··· SELECTED EXTRACT
Page MenuHomePhabricator

Add CW#557: Detect missing space before internal link
Closed, ResolvedPublic

Description

I noticed that on some articles when something like goalkeeper[[1910 Copa del Rey]] the program does not suggest any spacing so it would appear like "goalkeeper 1910 Copa del Rey". Is there a way to have the program do this, or a code or something I can use to do this with?

@NicoV responded with “ Hi Bakertheacre. Currently, there's nothing for such cases. One way would be to add a dedicated algorithm to detect text before an internal link. If you're interested, please open a Phabricator task. --NicoV (Talk on frwiki) 1:36 am, Today (UTC−7)”

Event Timeline

NicoV renamed this task from Spacing to Add CW#5xx: Detect missing space before internal link.Jul 24 2020, 3:21 PM
NicoV updated the task description. (Show Details)
NicoV moved this task from Backlog to CheckWiki on the WPCleaner board.
······
··· ITEMS
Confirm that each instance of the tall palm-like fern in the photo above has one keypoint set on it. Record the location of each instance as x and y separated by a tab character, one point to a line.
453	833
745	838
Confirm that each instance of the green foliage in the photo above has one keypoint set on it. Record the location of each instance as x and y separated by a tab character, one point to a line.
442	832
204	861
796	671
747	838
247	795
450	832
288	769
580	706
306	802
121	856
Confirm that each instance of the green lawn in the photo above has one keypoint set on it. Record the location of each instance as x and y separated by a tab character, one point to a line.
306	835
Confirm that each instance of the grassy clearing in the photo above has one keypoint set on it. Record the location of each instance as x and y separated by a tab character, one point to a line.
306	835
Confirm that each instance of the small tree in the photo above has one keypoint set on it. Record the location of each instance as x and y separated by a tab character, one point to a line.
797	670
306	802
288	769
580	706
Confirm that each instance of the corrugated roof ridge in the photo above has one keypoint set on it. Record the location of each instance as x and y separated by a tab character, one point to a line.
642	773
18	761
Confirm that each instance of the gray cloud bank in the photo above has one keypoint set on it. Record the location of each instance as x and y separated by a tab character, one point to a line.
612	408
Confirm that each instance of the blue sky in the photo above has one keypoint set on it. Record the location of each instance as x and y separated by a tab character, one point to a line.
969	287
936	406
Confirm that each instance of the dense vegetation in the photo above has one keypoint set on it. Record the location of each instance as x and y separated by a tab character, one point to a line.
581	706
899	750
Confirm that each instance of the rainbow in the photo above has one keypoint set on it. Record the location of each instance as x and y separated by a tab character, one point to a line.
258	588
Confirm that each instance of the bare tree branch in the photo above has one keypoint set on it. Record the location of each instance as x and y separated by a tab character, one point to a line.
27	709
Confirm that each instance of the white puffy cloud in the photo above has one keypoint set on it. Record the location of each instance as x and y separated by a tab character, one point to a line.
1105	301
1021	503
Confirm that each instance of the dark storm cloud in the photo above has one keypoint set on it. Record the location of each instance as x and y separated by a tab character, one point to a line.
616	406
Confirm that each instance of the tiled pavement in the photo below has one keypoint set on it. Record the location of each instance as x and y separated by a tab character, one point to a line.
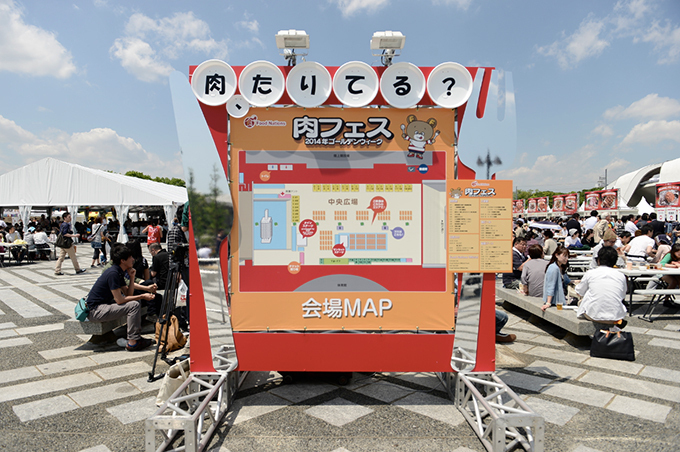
58	392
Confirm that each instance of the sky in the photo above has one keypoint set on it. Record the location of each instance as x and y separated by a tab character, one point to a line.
597	84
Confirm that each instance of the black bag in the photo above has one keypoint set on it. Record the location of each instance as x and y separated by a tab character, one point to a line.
614	345
63	242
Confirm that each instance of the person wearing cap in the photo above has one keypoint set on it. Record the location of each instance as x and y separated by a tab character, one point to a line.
609	239
592	220
573	223
573	241
663	246
603	290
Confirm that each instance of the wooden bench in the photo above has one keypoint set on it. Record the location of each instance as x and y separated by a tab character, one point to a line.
565	319
100	331
657	296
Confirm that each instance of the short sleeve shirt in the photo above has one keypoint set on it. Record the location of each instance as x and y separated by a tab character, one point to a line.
160	264
153	234
113	278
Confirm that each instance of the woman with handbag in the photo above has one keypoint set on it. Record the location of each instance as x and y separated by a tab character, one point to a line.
96	241
556	279
65	244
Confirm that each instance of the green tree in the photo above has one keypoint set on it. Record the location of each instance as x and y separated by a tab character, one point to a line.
163	180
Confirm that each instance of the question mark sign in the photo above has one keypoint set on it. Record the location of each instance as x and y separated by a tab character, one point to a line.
452	82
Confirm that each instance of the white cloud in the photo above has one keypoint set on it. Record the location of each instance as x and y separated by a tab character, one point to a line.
653	132
98	148
27	49
351	7
649	107
603	130
460	4
583	43
251	25
149	43
139	59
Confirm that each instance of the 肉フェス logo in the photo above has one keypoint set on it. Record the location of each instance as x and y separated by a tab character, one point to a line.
252	121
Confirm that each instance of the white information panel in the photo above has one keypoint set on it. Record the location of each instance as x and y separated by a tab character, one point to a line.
261	83
309	84
402	85
449	85
355	84
213	82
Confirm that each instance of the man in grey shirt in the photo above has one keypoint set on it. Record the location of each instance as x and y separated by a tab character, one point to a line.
533	272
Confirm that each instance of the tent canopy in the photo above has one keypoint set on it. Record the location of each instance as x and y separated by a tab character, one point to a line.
49	182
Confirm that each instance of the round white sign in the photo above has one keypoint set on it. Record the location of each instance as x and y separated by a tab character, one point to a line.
238	106
309	84
261	83
213	82
402	85
449	85
355	84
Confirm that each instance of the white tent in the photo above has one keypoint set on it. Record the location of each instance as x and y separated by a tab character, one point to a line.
51	182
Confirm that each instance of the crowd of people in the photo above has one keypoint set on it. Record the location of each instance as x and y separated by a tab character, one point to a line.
541	258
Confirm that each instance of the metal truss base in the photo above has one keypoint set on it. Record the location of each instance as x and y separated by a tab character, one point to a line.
498	416
197	407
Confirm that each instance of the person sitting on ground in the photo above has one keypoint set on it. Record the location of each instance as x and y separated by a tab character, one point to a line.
533	272
573	240
112	297
549	244
642	246
603	290
589	238
608	240
511	280
556	279
672	260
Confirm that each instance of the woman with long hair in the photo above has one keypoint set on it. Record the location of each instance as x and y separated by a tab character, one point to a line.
556	278
672	260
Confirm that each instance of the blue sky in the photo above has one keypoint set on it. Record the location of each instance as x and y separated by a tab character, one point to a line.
596	83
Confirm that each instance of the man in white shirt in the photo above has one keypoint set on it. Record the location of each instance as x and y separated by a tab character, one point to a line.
609	239
591	221
603	290
642	246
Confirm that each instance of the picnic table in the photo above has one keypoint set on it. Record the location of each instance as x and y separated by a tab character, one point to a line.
638	272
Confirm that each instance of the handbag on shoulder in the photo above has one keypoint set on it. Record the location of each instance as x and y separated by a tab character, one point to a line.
613	345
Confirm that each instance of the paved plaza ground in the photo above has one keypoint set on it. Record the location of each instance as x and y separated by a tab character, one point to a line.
60	393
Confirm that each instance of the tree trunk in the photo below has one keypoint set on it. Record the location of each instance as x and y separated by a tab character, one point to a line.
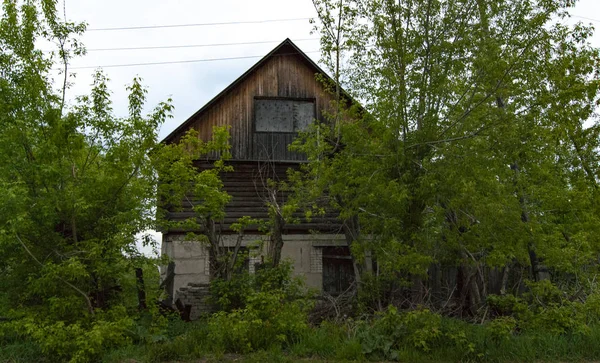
139	276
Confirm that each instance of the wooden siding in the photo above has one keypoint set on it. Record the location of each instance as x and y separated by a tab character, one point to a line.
285	74
246	185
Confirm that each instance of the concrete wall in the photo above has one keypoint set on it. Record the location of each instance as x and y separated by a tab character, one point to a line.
192	261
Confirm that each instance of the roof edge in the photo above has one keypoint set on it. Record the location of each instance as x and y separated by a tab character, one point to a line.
238	80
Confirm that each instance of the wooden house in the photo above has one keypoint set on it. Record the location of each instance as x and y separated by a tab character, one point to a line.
265	108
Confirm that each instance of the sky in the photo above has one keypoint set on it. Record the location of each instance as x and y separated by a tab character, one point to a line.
193	83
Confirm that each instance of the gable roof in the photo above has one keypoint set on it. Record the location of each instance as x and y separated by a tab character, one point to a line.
287	47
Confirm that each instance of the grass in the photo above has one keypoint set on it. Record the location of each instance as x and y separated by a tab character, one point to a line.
189	342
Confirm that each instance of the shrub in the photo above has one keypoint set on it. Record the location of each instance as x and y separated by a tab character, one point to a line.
391	330
269	311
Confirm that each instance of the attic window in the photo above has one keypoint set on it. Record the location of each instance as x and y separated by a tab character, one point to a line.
283	115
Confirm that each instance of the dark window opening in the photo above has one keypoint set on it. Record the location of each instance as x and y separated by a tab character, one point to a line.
338	272
283	115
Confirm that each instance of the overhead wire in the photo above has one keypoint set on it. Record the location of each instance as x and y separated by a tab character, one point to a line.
182	61
193	45
196	24
586	18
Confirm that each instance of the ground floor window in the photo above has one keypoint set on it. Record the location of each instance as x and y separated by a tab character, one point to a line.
338	272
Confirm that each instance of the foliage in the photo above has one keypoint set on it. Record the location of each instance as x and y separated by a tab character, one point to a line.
77	191
476	144
543	308
258	311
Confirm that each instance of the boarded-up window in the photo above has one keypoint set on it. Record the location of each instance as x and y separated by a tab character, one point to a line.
338	272
277	115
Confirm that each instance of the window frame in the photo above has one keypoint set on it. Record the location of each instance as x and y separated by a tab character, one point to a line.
312	100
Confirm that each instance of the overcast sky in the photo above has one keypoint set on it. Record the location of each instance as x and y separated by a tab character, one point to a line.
191	85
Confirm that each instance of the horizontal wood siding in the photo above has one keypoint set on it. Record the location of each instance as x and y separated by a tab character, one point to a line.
283	75
246	185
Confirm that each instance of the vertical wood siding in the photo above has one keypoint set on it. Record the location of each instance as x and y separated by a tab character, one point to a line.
283	75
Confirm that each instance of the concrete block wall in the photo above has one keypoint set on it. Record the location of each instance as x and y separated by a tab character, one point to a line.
192	267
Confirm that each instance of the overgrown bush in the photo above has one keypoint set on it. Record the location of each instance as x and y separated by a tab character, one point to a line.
544	307
385	335
270	310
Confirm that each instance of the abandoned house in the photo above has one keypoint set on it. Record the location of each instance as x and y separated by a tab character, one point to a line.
265	108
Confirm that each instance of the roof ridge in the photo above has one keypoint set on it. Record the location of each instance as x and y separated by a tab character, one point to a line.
286	41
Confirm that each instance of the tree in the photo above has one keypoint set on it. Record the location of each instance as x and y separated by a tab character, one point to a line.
77	187
479	144
185	186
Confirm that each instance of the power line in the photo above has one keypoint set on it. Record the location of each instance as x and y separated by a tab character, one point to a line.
193	45
181	61
585	18
197	24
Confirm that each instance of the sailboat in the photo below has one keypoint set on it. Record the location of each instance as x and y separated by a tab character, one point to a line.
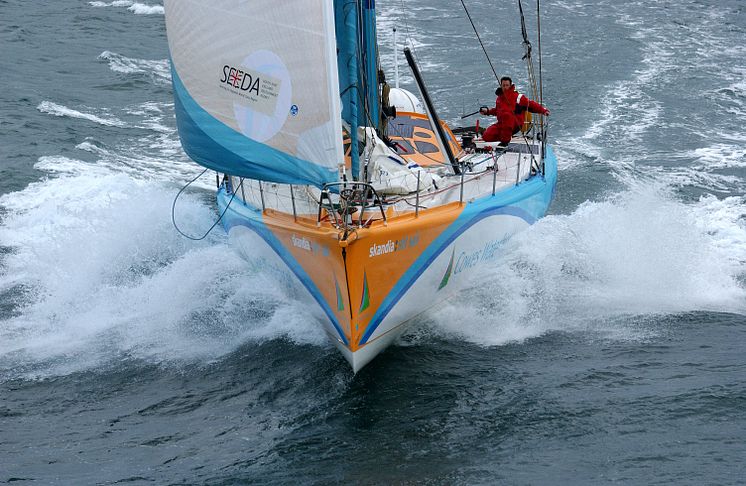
376	215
······
On the Phabricator page about a missing space before an internal link, what way of handling such cases does NicoV suggest?

ANSWER FOR THIS EXERCISE =
Adding a dedicated algorithm to detect text before an internal link.